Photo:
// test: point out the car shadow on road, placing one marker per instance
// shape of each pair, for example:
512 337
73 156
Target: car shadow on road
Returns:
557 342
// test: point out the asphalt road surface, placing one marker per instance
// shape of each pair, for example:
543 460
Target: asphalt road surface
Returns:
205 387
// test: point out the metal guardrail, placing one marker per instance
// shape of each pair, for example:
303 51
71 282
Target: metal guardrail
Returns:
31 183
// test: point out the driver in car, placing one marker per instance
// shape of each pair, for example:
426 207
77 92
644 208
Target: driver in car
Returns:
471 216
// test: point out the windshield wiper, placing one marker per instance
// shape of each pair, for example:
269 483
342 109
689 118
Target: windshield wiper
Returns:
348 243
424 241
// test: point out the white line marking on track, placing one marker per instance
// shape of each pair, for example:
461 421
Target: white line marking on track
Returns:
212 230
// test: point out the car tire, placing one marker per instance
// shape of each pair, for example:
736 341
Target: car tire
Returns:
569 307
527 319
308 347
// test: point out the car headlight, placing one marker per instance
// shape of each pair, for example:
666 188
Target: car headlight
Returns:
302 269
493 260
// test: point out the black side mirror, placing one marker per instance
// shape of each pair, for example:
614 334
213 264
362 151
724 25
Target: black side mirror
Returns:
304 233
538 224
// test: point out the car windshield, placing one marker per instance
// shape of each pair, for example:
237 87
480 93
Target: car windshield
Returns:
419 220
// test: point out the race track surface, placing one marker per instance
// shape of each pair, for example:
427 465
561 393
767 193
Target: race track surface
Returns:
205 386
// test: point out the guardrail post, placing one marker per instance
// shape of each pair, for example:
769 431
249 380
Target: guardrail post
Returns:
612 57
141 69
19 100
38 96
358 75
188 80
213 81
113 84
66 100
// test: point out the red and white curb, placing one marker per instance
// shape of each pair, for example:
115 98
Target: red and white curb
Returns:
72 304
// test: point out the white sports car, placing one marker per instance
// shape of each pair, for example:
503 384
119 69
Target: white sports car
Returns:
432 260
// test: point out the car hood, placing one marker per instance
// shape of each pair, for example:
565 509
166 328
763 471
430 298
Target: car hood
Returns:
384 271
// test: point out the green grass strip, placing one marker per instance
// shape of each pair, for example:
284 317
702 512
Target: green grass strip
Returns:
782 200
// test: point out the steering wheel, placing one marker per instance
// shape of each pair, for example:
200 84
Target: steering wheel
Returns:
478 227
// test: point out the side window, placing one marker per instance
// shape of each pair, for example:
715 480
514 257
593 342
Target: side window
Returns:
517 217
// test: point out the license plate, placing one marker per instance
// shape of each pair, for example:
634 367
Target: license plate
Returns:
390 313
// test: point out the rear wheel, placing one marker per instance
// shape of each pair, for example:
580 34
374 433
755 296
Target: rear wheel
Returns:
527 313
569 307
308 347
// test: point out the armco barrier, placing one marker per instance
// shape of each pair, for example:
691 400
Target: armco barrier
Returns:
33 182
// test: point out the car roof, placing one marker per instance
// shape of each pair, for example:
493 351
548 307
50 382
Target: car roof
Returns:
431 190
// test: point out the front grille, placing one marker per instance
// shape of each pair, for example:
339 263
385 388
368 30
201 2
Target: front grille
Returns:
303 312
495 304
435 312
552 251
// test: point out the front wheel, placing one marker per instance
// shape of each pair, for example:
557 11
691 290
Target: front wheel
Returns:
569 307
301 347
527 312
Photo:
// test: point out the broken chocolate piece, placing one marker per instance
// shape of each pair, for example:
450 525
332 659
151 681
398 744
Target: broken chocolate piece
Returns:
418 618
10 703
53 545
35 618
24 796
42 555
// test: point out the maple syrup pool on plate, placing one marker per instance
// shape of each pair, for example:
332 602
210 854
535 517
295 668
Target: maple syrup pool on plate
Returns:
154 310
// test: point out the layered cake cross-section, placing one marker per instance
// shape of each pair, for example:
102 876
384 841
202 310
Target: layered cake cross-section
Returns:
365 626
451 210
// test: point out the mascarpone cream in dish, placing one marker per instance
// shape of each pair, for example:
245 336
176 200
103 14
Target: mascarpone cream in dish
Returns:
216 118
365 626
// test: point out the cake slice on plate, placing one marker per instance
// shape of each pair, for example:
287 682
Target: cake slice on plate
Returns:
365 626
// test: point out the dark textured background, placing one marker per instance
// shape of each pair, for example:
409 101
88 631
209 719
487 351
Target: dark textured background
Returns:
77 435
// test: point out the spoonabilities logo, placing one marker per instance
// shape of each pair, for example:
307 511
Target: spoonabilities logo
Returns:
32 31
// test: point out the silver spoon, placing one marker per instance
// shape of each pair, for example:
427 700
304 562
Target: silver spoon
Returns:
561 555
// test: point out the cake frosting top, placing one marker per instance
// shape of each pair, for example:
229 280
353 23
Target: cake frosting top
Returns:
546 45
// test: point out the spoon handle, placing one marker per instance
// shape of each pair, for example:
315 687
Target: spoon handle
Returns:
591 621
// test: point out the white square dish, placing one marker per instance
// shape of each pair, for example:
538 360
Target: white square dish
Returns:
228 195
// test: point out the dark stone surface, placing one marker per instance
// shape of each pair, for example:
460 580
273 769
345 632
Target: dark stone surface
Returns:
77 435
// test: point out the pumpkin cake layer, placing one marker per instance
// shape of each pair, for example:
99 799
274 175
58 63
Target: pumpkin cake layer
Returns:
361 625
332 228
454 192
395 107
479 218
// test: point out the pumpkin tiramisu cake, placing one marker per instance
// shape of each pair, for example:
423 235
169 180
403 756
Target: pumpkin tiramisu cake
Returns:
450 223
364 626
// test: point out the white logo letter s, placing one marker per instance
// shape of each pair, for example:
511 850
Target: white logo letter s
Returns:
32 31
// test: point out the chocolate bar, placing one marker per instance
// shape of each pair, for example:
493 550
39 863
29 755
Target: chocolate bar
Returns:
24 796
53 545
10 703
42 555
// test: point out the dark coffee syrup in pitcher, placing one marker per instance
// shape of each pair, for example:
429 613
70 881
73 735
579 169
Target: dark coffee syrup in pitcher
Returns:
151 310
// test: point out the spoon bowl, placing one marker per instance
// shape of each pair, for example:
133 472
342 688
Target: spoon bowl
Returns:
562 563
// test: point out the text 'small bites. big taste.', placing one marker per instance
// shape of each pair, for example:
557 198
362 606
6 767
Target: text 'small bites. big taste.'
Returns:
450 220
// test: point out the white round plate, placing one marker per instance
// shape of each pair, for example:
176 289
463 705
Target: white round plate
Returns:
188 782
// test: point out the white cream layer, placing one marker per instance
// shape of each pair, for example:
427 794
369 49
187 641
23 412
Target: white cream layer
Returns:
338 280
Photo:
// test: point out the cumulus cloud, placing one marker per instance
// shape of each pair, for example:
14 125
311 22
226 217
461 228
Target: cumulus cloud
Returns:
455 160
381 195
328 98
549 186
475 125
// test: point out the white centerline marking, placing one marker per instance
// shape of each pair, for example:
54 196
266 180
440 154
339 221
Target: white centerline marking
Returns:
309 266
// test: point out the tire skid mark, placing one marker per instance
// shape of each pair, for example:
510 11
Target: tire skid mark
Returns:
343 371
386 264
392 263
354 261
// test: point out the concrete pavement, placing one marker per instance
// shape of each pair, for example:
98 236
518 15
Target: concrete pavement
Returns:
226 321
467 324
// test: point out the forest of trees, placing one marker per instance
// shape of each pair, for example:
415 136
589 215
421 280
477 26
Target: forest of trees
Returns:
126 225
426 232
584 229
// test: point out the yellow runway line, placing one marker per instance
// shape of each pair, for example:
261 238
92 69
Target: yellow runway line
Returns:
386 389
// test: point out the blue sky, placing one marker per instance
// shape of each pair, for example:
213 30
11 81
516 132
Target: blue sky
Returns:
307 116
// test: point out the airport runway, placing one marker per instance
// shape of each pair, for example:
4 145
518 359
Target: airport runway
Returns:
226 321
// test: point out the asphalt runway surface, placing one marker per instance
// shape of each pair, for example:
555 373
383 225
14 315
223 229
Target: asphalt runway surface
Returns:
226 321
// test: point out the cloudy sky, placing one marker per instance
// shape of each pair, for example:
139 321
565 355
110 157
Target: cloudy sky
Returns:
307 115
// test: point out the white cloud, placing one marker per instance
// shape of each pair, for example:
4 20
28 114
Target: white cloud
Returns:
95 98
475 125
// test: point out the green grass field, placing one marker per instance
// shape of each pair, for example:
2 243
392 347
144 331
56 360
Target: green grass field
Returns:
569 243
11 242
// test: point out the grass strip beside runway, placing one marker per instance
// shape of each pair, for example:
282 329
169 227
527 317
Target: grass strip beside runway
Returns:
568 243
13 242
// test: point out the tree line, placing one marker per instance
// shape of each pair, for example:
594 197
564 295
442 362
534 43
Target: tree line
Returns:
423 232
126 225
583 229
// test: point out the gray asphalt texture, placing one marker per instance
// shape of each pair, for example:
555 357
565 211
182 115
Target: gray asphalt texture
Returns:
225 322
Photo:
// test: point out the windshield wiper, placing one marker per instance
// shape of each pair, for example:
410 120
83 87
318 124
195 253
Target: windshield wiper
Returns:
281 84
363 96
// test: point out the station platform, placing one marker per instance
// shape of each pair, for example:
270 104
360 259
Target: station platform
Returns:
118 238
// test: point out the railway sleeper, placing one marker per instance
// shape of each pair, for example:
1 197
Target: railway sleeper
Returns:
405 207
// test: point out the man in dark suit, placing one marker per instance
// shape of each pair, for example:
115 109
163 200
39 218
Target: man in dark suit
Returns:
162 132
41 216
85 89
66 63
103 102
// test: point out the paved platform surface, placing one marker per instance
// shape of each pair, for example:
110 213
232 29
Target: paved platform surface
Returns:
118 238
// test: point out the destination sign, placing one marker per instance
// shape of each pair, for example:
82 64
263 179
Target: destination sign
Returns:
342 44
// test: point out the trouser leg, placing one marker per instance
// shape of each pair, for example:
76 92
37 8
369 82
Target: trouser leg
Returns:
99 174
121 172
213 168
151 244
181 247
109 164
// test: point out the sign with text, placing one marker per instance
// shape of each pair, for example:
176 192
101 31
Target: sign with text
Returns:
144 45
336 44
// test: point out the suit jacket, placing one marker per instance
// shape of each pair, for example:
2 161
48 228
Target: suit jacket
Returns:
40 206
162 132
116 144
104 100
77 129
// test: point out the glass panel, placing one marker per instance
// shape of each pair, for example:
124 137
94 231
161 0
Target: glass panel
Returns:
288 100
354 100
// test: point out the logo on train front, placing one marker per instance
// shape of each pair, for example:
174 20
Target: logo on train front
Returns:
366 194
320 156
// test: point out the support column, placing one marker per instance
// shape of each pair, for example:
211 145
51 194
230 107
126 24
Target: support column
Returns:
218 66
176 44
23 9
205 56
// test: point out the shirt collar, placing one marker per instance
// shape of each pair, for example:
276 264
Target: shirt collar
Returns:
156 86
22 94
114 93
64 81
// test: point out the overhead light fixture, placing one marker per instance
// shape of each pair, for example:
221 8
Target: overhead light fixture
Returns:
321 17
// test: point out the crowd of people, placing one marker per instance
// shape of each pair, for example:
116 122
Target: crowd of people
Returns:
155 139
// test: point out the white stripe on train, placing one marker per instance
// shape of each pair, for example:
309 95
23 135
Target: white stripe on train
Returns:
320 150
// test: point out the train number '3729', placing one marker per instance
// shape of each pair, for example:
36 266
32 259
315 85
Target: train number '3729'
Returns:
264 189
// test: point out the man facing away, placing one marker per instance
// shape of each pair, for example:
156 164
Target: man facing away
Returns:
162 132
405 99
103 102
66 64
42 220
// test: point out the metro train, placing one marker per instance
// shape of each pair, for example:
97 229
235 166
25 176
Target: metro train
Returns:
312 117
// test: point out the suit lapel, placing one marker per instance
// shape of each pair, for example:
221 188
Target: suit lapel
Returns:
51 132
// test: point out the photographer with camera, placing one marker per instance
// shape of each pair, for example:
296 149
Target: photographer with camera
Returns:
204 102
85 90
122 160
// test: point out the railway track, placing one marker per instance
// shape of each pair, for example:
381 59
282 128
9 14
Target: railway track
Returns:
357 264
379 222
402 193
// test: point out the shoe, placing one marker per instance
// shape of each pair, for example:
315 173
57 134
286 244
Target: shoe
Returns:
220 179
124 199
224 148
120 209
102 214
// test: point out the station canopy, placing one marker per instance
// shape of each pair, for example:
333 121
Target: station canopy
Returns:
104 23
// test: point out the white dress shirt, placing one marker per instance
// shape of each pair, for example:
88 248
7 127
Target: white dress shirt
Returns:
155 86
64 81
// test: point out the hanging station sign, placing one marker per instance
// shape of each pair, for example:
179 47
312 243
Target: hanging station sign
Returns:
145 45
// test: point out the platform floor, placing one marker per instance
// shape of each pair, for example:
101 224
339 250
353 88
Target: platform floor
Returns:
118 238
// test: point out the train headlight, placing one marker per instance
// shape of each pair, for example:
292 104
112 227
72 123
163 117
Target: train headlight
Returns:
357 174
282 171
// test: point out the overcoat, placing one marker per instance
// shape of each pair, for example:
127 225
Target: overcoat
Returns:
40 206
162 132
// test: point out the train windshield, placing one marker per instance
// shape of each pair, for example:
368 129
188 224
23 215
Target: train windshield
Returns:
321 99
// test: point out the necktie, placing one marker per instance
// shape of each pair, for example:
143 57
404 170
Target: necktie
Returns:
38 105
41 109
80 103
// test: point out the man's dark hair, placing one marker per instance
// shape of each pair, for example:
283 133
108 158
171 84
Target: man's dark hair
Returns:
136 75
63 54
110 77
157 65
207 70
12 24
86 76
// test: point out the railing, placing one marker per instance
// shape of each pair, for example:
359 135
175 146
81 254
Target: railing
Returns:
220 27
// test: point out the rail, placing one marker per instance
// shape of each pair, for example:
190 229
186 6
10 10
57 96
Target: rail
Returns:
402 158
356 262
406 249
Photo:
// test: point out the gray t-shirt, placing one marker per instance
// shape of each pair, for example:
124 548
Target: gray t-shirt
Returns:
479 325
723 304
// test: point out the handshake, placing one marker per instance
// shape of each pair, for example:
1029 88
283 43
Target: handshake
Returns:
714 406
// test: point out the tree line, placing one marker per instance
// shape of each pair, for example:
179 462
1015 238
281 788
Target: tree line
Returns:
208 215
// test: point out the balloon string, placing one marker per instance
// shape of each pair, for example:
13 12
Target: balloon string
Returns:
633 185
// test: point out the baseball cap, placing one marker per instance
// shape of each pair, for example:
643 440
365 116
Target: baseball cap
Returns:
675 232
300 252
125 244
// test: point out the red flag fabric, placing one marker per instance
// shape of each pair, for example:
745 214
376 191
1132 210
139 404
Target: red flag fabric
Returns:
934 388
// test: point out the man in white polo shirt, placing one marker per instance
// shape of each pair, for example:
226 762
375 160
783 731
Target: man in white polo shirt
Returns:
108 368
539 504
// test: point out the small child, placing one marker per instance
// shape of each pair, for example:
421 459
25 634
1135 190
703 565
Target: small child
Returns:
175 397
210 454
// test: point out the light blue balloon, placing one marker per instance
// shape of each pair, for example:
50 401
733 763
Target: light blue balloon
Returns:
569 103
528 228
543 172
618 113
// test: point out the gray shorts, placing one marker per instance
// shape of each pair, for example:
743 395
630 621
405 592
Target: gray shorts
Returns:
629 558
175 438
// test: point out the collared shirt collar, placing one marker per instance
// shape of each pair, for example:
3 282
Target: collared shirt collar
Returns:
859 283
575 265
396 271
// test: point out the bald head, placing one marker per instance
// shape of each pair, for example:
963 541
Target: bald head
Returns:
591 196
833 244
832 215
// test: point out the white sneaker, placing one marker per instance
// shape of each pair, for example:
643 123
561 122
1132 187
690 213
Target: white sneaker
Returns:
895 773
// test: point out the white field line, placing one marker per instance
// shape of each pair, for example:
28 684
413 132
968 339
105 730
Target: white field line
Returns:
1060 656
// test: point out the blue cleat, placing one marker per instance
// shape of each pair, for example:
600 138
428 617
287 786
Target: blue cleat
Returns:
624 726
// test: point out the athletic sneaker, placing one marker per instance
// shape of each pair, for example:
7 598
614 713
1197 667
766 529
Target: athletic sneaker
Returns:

● YOUR INSTRUCTIONS:
Copy exactly the lines that begin with the one containing "athletic sneaker, placing one marker per instance" and continue to the end of the records, both included, and nothing more.

● OUTPUT FOR THIS TASK:
// test: point out the athletic sneaker, placing one marker per instance
// shape of each pair, for example:
7 598
614 713
1197 667
766 529
Target: athletic sneaker
Returns:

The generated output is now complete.